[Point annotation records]
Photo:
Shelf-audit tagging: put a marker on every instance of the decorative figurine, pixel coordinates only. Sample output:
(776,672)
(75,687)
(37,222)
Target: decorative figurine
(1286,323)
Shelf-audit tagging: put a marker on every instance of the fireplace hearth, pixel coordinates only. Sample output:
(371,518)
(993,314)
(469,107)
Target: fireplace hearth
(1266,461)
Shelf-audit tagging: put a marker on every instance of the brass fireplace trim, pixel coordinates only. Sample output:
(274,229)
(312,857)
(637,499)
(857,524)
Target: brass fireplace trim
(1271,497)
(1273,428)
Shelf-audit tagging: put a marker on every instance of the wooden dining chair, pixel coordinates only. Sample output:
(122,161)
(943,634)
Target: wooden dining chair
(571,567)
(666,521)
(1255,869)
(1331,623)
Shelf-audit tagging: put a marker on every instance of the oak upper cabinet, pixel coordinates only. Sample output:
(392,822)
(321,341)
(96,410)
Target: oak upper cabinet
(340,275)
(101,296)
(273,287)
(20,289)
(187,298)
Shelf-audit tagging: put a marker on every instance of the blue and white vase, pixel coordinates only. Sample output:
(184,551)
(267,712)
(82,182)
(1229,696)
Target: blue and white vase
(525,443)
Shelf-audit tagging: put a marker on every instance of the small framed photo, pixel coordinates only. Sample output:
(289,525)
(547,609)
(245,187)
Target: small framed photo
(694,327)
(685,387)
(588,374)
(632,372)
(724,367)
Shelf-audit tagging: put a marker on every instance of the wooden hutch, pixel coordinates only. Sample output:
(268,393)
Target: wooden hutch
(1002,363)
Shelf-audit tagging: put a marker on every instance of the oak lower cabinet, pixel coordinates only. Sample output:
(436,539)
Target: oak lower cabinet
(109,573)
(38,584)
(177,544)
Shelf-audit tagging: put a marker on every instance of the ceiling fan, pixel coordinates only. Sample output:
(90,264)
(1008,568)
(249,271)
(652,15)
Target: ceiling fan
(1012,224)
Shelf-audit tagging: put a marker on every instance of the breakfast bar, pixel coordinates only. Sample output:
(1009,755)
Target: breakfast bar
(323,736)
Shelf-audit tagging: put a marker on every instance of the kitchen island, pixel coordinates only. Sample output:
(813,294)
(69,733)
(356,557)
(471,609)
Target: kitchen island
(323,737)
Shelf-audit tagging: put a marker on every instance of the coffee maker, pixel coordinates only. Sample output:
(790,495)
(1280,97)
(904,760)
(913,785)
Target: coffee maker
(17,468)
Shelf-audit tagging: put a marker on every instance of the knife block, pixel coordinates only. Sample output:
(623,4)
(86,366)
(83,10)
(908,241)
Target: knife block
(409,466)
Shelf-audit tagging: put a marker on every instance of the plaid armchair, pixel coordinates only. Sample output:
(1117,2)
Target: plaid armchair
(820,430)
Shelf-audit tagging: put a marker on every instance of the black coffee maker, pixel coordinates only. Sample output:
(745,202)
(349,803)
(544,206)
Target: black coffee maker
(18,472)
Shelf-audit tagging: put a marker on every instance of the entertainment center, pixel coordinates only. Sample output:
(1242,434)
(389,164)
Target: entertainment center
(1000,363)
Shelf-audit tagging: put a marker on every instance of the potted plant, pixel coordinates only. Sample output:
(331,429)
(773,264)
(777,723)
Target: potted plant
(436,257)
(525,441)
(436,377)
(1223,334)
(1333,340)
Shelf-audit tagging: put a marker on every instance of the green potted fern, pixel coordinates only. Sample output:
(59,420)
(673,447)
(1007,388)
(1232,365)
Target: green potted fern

GIVEN REQUEST.
In the records above, return only the line that contains "of the coffee" and every line after it through the last, exactly as they appear.

RESULT.
Shelf-audit tagging: put a marker on every instance of the coffee maker, pixel coordinates only. Sample output:
(790,495)
(1280,97)
(904,760)
(913,785)
Target: coffee maker
(17,468)
Shelf-audit tagging: put a marker on every instance of the knife block, pixel coordinates only. Sample output:
(623,4)
(86,366)
(83,10)
(908,241)
Target: knife block
(409,466)
Shelf-audit tagging: put a marker on every instance of the plaid armchair, pixel coordinates only. Sample output:
(1117,2)
Target: plaid armchair
(820,430)
Shelf-audit tagging: put a marker on every instance of the black coffee maker, pixel coordinates only. Sample output:
(745,202)
(349,803)
(544,206)
Target: black coffee maker
(18,472)
Shelf-audit tagging: put a marker on every instance of the entertainment center, pixel coordinates only. Sample output:
(1242,434)
(389,164)
Target: entertainment center
(1000,363)
Shelf-audit tagging: put a marker on every instance of the potted plant, pixel coordinates only. Sample output:
(331,429)
(773,264)
(777,723)
Target: potted plant
(436,257)
(525,441)
(436,377)
(1223,334)
(1333,340)
Shelf-audit tagging: put a marker on every instance of the green potted fern, pixel coordinates only. Sample output:
(59,420)
(673,447)
(1007,388)
(1232,365)
Target: green potted fern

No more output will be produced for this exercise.